[Begin Source records]

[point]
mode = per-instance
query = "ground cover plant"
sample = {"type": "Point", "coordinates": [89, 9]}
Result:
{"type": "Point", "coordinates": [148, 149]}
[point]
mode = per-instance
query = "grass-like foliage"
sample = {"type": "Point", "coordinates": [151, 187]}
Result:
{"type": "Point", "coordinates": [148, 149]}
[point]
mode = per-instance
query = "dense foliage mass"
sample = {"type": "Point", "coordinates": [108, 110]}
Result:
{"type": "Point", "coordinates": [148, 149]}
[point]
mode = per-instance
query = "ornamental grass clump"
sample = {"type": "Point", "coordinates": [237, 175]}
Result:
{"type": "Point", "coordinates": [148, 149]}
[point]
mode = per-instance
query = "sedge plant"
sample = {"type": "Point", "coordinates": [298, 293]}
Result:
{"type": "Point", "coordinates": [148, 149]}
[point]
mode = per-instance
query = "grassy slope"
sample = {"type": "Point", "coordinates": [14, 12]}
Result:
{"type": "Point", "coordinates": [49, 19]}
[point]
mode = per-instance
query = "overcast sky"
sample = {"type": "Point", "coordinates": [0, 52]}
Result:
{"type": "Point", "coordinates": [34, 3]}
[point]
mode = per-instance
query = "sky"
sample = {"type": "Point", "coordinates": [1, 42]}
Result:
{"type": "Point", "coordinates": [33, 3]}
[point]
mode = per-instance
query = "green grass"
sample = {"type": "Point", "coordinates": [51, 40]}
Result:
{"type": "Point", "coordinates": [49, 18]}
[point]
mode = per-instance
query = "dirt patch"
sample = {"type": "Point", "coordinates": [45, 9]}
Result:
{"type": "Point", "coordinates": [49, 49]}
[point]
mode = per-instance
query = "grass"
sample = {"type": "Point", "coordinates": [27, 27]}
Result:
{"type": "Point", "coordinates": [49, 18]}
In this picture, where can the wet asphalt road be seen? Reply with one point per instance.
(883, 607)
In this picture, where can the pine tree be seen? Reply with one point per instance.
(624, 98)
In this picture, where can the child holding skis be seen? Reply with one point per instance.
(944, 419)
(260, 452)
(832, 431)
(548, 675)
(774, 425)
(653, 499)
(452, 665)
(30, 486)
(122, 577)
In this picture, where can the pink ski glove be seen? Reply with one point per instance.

[End Source records]

Given request: Please write out the rows again, starting with the line containing "In this picture, where can the child" and going on through the last line of the rows, keeping the requests unchanged and adding -4 to every coordinate in the answers.

The completed task:
In this picture, where can the child holding skis be seen? Reply with one point per instance.
(940, 415)
(256, 448)
(828, 427)
(544, 671)
(770, 421)
(649, 495)
(448, 661)
(26, 482)
(118, 573)
In this picture, where can the pink ski glove be seen? Reply with one point per instance.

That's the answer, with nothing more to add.